Selection:

Thoughts on Localism (or, the Need for Pulling My Head out of the Clouds)
by JL Wall
I, too, have been somewhat remiss in my bloggerly duties as of late — it seems that my weekly internet breaks have grown from Saturdays to include Sundays, Mondays, and occasionally Fridays and Tuesdays — unfortunately, all other productivity is usually shot on those days, also, so I’m getting nothing out of it. Which makes me wonder what I’m doing with my time.
In the meantime, Nathan Origer put together a lengthy but worthwhile manifesto of sorts on localism, capitalism, trade, and the sort. You should read it, but in case you don’t/haven’t, the conundrum, in short: “Can we reconcile free-trade economics to our quaint, but truly conservative, localism? If so, how? Or is ‘protectionism’ the answer?”
E.D. Kain has responded (again, choose the original over my summary, if you would), and concludes:
In the end, though, there are simply no palatable alternatives to free trade, to organic markets. All that means, in the end, is that people are allowed to trade freely with one another without the long arm of the state getting in the way. The supply is not kept from those who demand it. The demand is not artificially created. People go about their lives at liberty to do so. Protection is the state, and it acts in ways that seek not to protect us but to protect big corporations or labor unions at our expense and without our consent. Government intervention more often than not helps subsidize our shallow, consumerist culture, and there is very little to suggest the government can return us to any place of virtue – of “place, limits or liberty” as it were. We are better left to our own better or worse natures, and to do as we see fit to shape our own way in the world. Hopefully left alone, and diverted from the culture of entitlement and consumerism we’ve drawn about ourselves, we can build something better.

Exercise tasks:
1. Write out, word for word, the part of the localism post that opens with the words containing "Thoughts on Localism" and closes with "with my time.".
2. In the localism post, who put together the manifesto on localism, capitalism, and trade?
Answer from the localism post alone, with nothing brought in from outside it.

Supplied material:
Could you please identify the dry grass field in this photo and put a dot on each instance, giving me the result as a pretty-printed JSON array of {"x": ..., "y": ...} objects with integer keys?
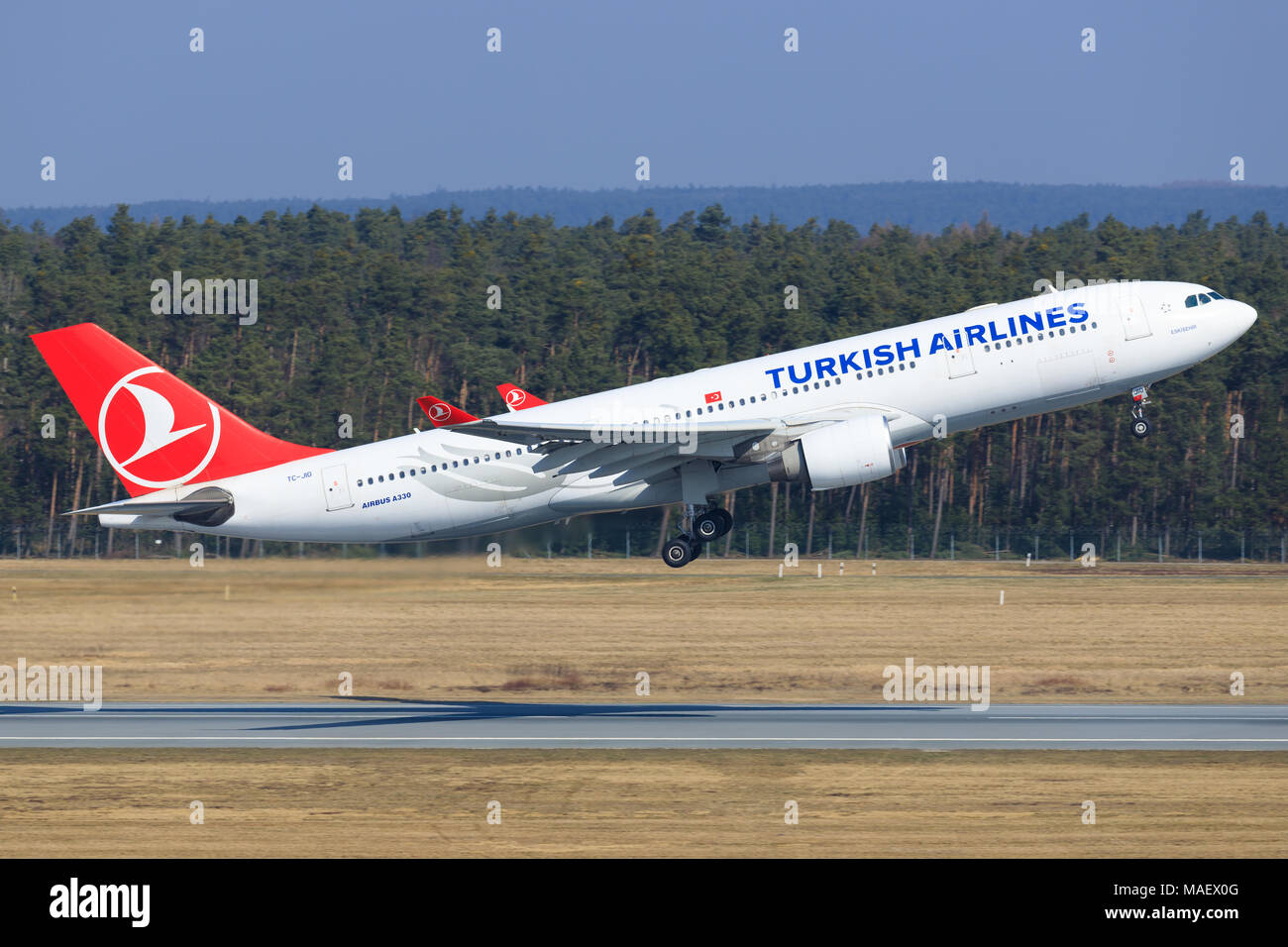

Answer set:
1.
Thoughts on Localism (or, the Need for Pulling My Head out of the Clouds)
by JL Wall
I, too, have been somewhat remiss in my bloggerly duties as of late — it seems that my weekly internet breaks have grown from Saturdays to include Sundays, Mondays, and occasionally Fridays and Tuesdays — unfortunately, all other productivity is usually shot on those days, also, so I’m getting nothing out of it. Which makes me wonder what I’m doing with my time.

2. Nathan Origer